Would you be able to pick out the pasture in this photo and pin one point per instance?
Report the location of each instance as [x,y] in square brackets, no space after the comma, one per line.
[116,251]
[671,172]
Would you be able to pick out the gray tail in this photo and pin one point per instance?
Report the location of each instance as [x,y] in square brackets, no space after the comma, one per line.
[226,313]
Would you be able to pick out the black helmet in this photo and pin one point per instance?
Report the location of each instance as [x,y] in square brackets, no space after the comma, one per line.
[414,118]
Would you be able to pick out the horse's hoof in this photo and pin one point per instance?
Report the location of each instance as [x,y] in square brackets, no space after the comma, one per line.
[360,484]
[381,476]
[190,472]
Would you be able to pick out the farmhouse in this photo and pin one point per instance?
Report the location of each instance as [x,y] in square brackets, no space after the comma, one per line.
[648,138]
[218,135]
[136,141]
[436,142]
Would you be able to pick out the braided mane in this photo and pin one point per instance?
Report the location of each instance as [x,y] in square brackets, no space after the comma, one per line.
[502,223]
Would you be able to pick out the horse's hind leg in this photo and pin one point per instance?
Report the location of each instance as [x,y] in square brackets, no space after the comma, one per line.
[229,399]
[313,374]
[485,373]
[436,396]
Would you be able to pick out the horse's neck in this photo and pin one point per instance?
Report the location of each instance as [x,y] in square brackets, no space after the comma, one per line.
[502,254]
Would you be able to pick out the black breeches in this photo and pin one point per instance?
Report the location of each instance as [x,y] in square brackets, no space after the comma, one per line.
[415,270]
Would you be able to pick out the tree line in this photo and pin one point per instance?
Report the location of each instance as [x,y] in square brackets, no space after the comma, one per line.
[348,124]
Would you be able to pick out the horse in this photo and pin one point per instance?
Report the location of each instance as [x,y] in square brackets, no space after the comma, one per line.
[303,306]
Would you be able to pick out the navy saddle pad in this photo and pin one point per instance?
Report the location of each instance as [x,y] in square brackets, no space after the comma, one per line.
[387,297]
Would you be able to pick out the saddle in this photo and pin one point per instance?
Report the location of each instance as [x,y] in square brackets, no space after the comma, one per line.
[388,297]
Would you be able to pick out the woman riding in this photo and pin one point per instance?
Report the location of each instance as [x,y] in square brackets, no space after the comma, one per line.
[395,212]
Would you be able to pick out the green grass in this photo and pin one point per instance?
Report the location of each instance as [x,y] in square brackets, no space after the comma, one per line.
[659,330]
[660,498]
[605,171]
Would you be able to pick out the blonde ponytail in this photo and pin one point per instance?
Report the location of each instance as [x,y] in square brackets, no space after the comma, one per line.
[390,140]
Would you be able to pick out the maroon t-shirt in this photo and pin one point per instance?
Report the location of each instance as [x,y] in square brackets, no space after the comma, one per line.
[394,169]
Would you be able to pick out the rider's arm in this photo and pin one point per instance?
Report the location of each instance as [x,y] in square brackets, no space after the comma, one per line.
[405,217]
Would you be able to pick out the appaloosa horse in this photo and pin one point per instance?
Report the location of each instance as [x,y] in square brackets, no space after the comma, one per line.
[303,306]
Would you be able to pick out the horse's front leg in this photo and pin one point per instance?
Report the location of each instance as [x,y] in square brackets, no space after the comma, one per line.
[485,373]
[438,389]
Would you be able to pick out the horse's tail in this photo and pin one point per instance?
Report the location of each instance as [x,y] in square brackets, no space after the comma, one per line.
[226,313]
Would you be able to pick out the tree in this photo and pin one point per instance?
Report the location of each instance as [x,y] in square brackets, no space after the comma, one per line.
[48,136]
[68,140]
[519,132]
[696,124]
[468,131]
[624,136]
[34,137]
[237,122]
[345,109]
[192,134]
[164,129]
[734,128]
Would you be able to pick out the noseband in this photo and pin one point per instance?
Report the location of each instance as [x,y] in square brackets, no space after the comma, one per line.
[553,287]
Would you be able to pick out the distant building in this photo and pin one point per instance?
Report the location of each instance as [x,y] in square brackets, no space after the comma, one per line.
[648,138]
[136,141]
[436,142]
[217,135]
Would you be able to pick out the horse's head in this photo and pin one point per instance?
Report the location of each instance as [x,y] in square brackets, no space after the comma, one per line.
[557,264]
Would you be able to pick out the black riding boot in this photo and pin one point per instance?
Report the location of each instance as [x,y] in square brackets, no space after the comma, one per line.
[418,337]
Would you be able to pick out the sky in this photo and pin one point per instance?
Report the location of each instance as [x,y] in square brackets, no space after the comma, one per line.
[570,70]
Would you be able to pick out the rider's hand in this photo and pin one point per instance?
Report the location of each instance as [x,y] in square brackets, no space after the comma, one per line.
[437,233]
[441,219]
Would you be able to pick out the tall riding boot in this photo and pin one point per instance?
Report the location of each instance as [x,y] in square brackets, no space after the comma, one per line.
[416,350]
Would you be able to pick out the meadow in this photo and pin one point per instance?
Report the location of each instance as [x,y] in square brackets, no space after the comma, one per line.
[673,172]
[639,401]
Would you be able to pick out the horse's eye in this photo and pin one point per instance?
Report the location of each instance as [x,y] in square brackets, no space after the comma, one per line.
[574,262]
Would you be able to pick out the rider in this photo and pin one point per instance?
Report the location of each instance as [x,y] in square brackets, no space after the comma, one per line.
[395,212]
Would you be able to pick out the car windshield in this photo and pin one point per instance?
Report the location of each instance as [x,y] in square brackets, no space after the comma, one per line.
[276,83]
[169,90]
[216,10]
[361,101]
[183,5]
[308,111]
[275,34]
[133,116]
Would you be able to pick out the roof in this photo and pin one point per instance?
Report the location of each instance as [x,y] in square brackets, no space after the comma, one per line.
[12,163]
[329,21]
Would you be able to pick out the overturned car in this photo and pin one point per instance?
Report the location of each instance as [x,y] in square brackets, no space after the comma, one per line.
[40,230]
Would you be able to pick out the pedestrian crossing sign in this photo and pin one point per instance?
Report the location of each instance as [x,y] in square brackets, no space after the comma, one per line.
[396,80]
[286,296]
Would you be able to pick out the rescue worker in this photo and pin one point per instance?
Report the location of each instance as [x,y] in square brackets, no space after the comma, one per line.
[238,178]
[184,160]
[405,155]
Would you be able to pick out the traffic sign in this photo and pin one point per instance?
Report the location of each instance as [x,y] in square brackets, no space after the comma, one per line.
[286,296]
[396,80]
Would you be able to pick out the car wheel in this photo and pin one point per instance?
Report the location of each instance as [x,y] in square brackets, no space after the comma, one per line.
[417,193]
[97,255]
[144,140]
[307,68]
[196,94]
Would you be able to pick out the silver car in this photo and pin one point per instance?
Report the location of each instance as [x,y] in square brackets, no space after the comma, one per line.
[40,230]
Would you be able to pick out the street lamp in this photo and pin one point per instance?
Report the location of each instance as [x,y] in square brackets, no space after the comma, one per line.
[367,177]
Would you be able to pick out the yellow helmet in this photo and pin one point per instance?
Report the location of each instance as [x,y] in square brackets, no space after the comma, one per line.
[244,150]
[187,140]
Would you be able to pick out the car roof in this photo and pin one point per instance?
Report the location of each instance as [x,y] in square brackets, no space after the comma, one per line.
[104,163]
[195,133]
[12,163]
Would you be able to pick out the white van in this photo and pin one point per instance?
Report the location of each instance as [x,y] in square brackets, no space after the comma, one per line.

What is expected. All entries must be repeated verbatim.

Exercise response.
Would you be able to pick out the pasture in this photo and pin one point per instance?
Report the location of each instance as [x,y] in square brackets, no space after the comma, one per line.
[116,251]
[671,172]
Would you be able to pick out the gray tail in this photo and pin one point per instance?
Report the location of each instance as [x,y] in square brackets, no space after the comma, one per line.
[226,313]
Would you be able to pick out the black helmet in this photo and pin one point per instance?
Report the location of each instance as [x,y] in square brackets, no space after the comma, one per line.
[414,118]
Would you be able to pick out the horse's hoof in this photo and pin one point per instance?
Report the location of each instance as [x,y] in square brackets, no space after the comma, one per line.
[360,484]
[381,476]
[190,472]
Would you be able to pick out the farmhouse in this photo and pin one point per instance?
Report the location of each instance as [x,y] in square brackets, no space after the comma, one per line.
[648,138]
[218,135]
[136,141]
[436,142]
Would you be able to pick out the braided mane in this photo and pin one point per instance?
Report the location of each instance as [x,y] in square brackets, no space after the comma, one per line.
[502,223]
Would you be able to pick out the horse's hind leg in this photo and pin one point per instance?
Report the location of each instance as [x,y] in square brackets, no space after the comma, one per line.
[229,399]
[313,374]
[485,373]
[436,396]
Would you be able to pick out the horse's neck in this photo and pin one point per instance?
Report the location of each instance as [x,y] in square brackets, no space after the comma, one per line.
[502,254]
Would you be able to pick out the black breeches in this photo and pin one point per instance?
Report the location of each instance as [x,y] in square brackets, no space after the comma, one per line.
[415,270]
Would you be able to pick out the tree line in this photo and pin one point per instance?
Report the location of each instance as [x,y] in square brackets, no space after the comma, one per line.
[348,124]
Would you be able to pick out the horse in this photo and pin one point per instance?
Report the location of each instance as [x,y] in square brackets, no space after the comma, one per line.
[303,306]
Would you be able to pick out the navy saddle pad in this photo and pin one point per instance?
Report the location of each instance as [x,y] in square brackets, no space after the comma, one per line.
[387,297]
Would you be able to pick out the saddle in this photo and pin one point per instance?
Report the location of each instance as [x,y] in square brackets, no space after the comma, one per line.
[388,297]
Would you be able to pick out the woman riding in this photo and pin one point per instance?
Report the location of each instance as [x,y] in square brackets, no space after the comma, one per line.
[395,212]
Would you be able to pick out the green grass in this photo and pin one point per instance?
Report the location of each instance as [x,y] in square brackets, no space after the comma, one per line.
[659,330]
[660,498]
[605,171]
Would you be able to pick out the blonde ponytail in this photo and pin one point per instance?
Report the location of each instance as [x,y] in square brackets, no space after the comma, one per line.
[390,140]
Would you be able to pick out the maroon t-shirt in this photo and pin one point per instance?
Report the location of each instance as [x,y] in square brackets, no space after the comma, one per line.
[394,169]
Would you be able to pick out the rider's arm in this photo and pin one point per instance?
Report the location of each instance as [x,y] in square brackets, no space after the comma, one per line.
[405,217]
Would you be able to pick out the appaloosa horse in this photo and pin one point per instance?
Report the location of each instance as [x,y] in square brackets, no space after the comma, one per line.
[303,306]
Would you be able to pick out the horse's front leg in this photo and pin one point per instance?
Report the location of each instance as [x,y] in square brackets, no space after the comma, one per line.
[485,373]
[438,389]
Would you be able to pick out the horse's tail in this photo and pin one point per instance?
Report the location of each instance as [x,y] in square brackets, no space after the comma, one per line.
[226,313]
Would you be able to pick out the tree in this photo and pin one point per instance?
Report the location of each instance as [x,y] in square brackets, no space after the comma, one per line.
[48,136]
[68,140]
[519,132]
[696,124]
[468,131]
[624,136]
[34,137]
[237,122]
[345,109]
[192,134]
[164,129]
[734,128]
Would you be able to pick out the noseband in this photo and pin one point per instance?
Report the location of each instance as [x,y] in square brackets, no space after the comma, one per line.
[553,287]
Would you be able to pick out the distant building in this photo and pin one point per instance?
Report the location of each instance as [x,y] in square brackets, no space after the comma, one per line.
[648,138]
[136,141]
[436,142]
[217,135]
Would you be able to pick out the horse's head in this photo and pin one point per instance?
Report the location of each instance as [x,y] in square brackets, no space after the comma, one per line.
[557,264]
Would you be able to pick out the black riding boot in this photo and pin one point per instance?
Report the location of each instance as [x,y] in square brackets, no space after the comma, one per line.
[418,337]
Would you be able to pick out the sky in this photo and pin one point per instance?
Report the location of each instance as [x,y] in square brackets, no space after the comma, one per line.
[570,70]
Would you be able to pick out the rider's hand in this photo and pin one point per instance?
Report the location of each instance as [x,y] in square brackets, no space after the comma, one per line.
[437,233]
[441,219]
Would you be able to pick out the tall riding boot in this photo and pin one point per instance?
Report the location of each instance as [x,y] in square brackets, no space after the comma, one per line.
[416,350]
Would you be able to pick out the meadow in this photo and pin one point per instance?
Report the location of each instance as [x,y] in square brackets, no space after the comma, one per line.
[673,172]
[639,401]
Would you be able to pick out the horse's eye in this photo and pin one point per instance?
Report the location of each instance as [x,y] in square brackets, no space after the comma, one per line.
[574,262]
Would you be able to pick out the rider in this photo and pin one point per instance?
Report the location of each instance as [x,y] in square brackets, no space after the comma, one per line.
[395,212]
Would you be able to pick out the car windshield in this photo and pin one point per instance?
Report the location of each instance as [x,y] in square brackets, no space after the comma, one per line.
[276,83]
[169,90]
[216,10]
[361,101]
[183,5]
[308,111]
[275,34]
[133,116]
Would you be able to pick out the roof in this photo and pin one point per instance?
Report the location of each instance as [x,y] in square brackets, no space after the comma, one per line.
[12,163]
[329,21]
Would you be able to pick out the overturned car in this photo and pin one point per instance?
Report the location of each instance as [x,y] in square brackets, no space after the comma, one per line.
[40,230]
Would you be able to pick out the pedestrian crossing sign in this photo and pin one point per instance?
Report the location of each instance as [x,y] in square brackets, no space after the comma, one per line.
[396,80]
[286,296]
Would you be able to pick out the rescue worker in this photo and pin one point per instance?
Report the location of each instance as [x,y] in square brackets, no space after the comma, one per line.
[238,178]
[184,160]
[405,155]
Would you be able to pick out the traffic sign in this photo and pin one point per instance?
Report the location of each instance as [x,y] in square brackets, no space after the comma, one per line.
[286,296]
[396,80]
Would you be able to pick out the car wheel in this photo and pin one point per instance?
Report the location of each instance as [x,y] in square brackets, no space after the comma, one per line.
[417,193]
[97,255]
[144,140]
[307,68]
[196,94]
Would you be able to pick out the silver car in this photo and pin one point per instance?
Report the location of each instance as [x,y] in square brackets, no space after the comma, one per line.
[40,230]
Would you be able to pick out the street lamp in this photo and pin one point per instance?
Report the location of each instance as [x,y] in square brackets, no space after the comma, one per line.
[367,177]
Would you be able to pick out the yellow helmet in this photo and pin one point per instance?
Report the location of each instance as [x,y] in square brackets, no space after the comma, one per line.
[244,150]
[187,140]
Would you be able to pick out the car roof in this photo and pin one point per instance?
Report the location of each instance as [x,y] in square brackets, no space after the comma, one per line.
[104,163]
[195,133]
[12,163]
Would you be able to pick out the white van in this photo and pin one point per instance?
Report the location of each instance as [x,y] in square brackets, no space after the comma, one per line.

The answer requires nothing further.